* [Referring expression data]:
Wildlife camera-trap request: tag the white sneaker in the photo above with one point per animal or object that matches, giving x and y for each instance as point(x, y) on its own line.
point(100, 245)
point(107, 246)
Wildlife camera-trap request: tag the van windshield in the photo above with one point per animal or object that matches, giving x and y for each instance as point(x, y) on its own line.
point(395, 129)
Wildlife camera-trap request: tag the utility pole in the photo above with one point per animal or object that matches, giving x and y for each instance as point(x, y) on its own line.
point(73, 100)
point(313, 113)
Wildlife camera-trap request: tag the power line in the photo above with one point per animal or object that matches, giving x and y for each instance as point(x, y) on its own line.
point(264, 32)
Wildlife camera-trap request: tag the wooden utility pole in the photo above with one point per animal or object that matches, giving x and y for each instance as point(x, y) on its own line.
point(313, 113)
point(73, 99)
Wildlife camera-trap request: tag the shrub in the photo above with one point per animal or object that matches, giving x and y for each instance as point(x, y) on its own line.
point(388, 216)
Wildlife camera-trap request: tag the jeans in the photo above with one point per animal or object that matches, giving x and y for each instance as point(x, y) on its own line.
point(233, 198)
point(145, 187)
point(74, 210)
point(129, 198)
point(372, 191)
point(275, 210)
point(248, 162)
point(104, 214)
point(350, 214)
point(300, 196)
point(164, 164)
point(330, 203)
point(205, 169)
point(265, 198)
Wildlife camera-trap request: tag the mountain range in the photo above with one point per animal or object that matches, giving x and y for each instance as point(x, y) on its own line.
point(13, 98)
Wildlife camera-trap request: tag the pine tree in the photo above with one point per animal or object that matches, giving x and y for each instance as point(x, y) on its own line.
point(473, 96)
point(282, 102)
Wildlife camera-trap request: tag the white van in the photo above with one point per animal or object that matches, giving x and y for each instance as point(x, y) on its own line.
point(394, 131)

* [Directions]: Respond with the exact lines running from the one that contains "Wildlife camera-trap request: tag the mountain" through the last line of the data above, and no other lines.

* [Exercise result]:
Wildlife camera-trap request: tag the mountain range in the photo above with one point per animal or object that matches, giving x and y for each instance as point(x, y) on its own line.
point(13, 98)
Wildlife camera-trap request: tag the pine tree in the photo above with one point per animal or object that matches, giving x and y for each instance as point(x, y) on its own line.
point(473, 96)
point(282, 102)
Wildlife camera-trap request: tag the white van in the photo above with one point per animal or object that matches, giving x and y for each instance as point(x, y) on its own line.
point(394, 131)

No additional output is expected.